* Task goal:
Output, word for word, every line from the line with "the white countertop" through the final line of the data below.

* Items from a dataset:
## BEGIN
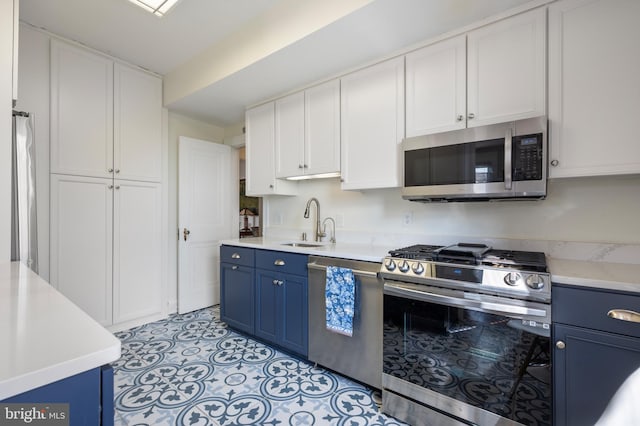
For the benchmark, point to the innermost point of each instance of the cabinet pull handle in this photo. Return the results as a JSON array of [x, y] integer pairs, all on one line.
[[624, 315]]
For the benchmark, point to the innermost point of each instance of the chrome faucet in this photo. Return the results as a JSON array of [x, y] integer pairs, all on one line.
[[316, 230]]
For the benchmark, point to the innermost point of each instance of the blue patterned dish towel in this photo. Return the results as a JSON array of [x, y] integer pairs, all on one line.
[[340, 300]]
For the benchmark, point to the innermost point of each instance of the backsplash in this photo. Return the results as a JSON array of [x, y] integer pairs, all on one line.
[[591, 219]]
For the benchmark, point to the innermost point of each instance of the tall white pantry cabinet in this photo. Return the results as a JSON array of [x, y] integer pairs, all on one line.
[[106, 186]]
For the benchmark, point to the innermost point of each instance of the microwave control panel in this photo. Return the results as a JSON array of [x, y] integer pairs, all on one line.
[[527, 157]]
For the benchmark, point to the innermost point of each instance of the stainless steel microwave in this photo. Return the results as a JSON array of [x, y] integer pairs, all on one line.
[[497, 162]]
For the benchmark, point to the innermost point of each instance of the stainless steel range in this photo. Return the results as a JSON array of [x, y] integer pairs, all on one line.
[[466, 336]]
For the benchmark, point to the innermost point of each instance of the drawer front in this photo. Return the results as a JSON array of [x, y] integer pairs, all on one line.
[[279, 261], [589, 307], [237, 255]]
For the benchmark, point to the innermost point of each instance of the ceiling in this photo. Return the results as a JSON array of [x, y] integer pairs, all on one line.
[[164, 45]]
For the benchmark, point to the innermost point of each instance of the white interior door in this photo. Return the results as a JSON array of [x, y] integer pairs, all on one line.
[[207, 213]]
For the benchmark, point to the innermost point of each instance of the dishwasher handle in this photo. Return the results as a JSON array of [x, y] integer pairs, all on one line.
[[355, 271]]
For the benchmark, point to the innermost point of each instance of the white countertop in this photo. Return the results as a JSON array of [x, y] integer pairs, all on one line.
[[44, 336], [604, 275], [364, 252]]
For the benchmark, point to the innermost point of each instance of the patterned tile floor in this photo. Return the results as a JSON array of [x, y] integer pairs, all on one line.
[[192, 370]]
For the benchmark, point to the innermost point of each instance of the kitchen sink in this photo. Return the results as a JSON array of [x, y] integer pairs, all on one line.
[[303, 244]]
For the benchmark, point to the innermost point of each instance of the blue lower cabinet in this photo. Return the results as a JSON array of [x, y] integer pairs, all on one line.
[[593, 353], [237, 296], [281, 300], [89, 395], [264, 293], [281, 310]]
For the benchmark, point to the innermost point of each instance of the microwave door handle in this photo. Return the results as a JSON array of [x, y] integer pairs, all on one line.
[[508, 146]]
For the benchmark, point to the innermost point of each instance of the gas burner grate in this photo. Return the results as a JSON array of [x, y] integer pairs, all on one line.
## END
* Complete response:
For the benchmark, point to the innermost point of each instance of the white countertop in this photo. Return the results as a JSON array of [x, y] integer pairs, all on one line.
[[44, 336], [604, 275], [364, 252]]
For the benchmark, point to the innermost point of each instance of the patterned tile floor in this photo. Return the results as a JSON array of [x, y] integer pairs, all on one line.
[[192, 370]]
For the benchmark, point to the innermost point of each instance of the kitchen sink in this photo. Return the results as a JSON array of [x, y] integer pairs, all on one line.
[[303, 244]]
For the benchmark, point to the innermost point of each instance of the blue lower cabinet in this photo. Return the results as a JSON array of [x, y] integer pairs, all on one line.
[[593, 353], [237, 296], [281, 300], [89, 395], [264, 293], [281, 310]]
For the benchmark, point to the innermost point of each instance of the microwave door handle in this photo. Return the results as a JSON array of [x, y] integer pairs, all on one line.
[[508, 146]]
For the benchmark, point to the innermost point of each instance of the gas burner grate in this photo. Return the results as a JSON array of [x, y] integer pairs, all on one line.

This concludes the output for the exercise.